- _What you will do_
1. Using the business news excerpt, decide whether each statement agrees with it. Answer yes or no, and quote the exact words that settle each one.
(a) Starhub's broadband revenue dropped in the third quarter.
(b) The S$0.25 offer for Avarga is a 22% premium over the last traded price on Nov 8.
(c) The offeror plans to keep Avarga listed after the offer is completed.
2. Carry on the business news excerpt, picking up right after its last sentence.
━━━ Excerpt provided ━━━
Starhub’s Q3 profit up 11% to S$40.4m but revenue fell 5.8% to S$575.2m
Starhub reported an 11.1% increase in net profit to S$40.4 million for its third quarter.
However, revenue for Q3 2024 fell 5.8% to S$575.2 million, mainly due to the timing of revenue recognition in the cybersecurity services segment and was offset by higher revenue from the enterprise managed services, regional information and communications technology services, and broadband businesses.
Mobile revenue fell 6.5% to S$143.3 million in Q3 2024. Mobile postpaid average revenue per user (Arpu) fell to S$30 in Q3 2024 from S$32 in Q3 2023, due to fewer plan subscriptions, lower value-added services revenue, and decreased usage revenue from excess data, SMS, international calls and voice calls.
Broadband revenue rose 1.4% to S$63.2 million in Q3. Arpu in this segment also grew, to S$35 in Q3 2024 from S$34 in Q3 2023. It was also an improvement from the S$34 in Q2 2024.
Avarga receives S$0.25 per share offer from its executive chairman
Paper manufacturing and building materials distributor Avarga has received an unconditional mandatory general cash offer of S$0.25 per share made by special-purpose vehicle TKO, controlled by Avarga’s executive chairman Tong Kooi Ong.
TKO has also acquired 183.2 million shares from major shareholder Lim Eng Hock, representing about 20.1% of total issued shares, for S$45.8 million. That transaction saw Agarva leap into the top volume list on Monday, up S$0.03 or 14.6% to S$0.235 on total volume of 184.6m.
This acquisition has pushed Tong’s control to more than 50% of total issued shares, from about 33.1% previously.
The offer represents a 22% premium over the last traded price on Nov 8 of S$0.205, and a 23.8% premium over the volume-weighted average price (VWAP) for the one-month period till Nov 8.
The premium over the VWAP for the three-month period was 24.3%, for the six-month period was 26.5% and the 12-month period was 33.9%.
The offeror does not intend to preserve the listing status of Avarga following the completion of the offer, and will exercise its rights of compulsory acquisition.
Analysts still positive on Genting Spore despite profit drop
Earlier this month casino operator Genting Singapore reported a net profit of S$79.4 million for the third quarter ended Sep 30, down 63% from the corresponding year-ago period. This came with a 19% slide in revenue to S$561.9m.
The results resulted in pressure on Genting’s shares which fell from S$0.84 on 7 Nov when the results were announced, to S$0.765 on Friday, a loss of about 9%.
━━━ Extracted data ━━━
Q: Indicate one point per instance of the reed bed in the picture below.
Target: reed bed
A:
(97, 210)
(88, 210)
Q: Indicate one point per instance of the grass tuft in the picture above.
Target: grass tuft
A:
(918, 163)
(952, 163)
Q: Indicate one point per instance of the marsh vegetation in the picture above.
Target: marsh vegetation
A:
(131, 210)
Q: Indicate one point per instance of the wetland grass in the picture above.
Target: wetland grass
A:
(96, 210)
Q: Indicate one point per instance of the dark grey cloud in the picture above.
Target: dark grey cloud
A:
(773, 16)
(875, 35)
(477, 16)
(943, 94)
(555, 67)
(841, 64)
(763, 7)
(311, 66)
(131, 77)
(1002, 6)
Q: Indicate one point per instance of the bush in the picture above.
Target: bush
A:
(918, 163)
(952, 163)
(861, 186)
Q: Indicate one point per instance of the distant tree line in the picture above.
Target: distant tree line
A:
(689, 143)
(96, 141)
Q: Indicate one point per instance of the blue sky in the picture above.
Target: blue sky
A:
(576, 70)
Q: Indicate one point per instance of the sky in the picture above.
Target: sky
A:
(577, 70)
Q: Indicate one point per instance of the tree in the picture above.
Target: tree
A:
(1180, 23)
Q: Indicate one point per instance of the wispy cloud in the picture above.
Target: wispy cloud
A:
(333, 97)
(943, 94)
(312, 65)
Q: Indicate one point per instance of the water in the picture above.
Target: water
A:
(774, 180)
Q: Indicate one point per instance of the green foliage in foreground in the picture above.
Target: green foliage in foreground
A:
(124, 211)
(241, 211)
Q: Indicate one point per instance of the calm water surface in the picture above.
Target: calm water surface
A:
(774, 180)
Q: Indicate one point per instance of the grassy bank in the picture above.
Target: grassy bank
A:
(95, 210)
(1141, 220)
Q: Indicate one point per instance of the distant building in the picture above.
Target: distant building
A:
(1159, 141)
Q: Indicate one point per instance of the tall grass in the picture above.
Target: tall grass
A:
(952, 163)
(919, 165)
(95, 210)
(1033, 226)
━━━
- _Your responses_
1.
(a) No: "Broadband revenue rose 1.4% to S$63.2 million in Q3."
(b) Yes: "The offer represents a 22% premium over the last traded price on Nov 8 of S$0.205"
(c) No: "The offeror does not intend to preserve the listing status of Avarga following the completion of the offer"

2.
However, analysts interviewed by the Straits Times said they were still positive on the stock. UOB Kay Hian’s Jack Goh was quoted noting that the non-gaming segment showed resilient improvement.
Mr Goh said he is optimistic that Genting Singapore will deliver sequential earnings growth for the rest of 2024. This positive outlook is based on an accelerated recovery in foreign visitors and flight frequencies, he said.
He noted that foreign tourist visitation numbers are improving but still hovering below pre-pandemic levels, and that a steady improvement in tourists flying in could also bode well for Genting Singapore.
DBS Bank research analysts Jason Sum and Chee Zheng Feng noted that Genting Singapore operates RWS, one of the largest fully integrated resorts in South-east Asia, holding an enviable position within Singapore, a vibrant tourism hub with a strong domestic market.
“Not only is competition in Singapore relatively less intense compared to other markets due to the duopoly structure in the country, RWS also has better business (higher percentage of non-gaming revenue) and geographical diversification (in terms of source markets),” they said.
Maybank analyst Yin Shao Yang noted that the VIP and mass markets performance in the gaming segment came in weaker than expected, but maintained his call to buy the stock.
“At its current share price, the market is discounting its ‘RWS 2.0’ investments that will increase its appeal and earnings in the long term, in our view,” he said. RWS 2.0 refers to the current phase of development and renovations at Resorts World Singapore.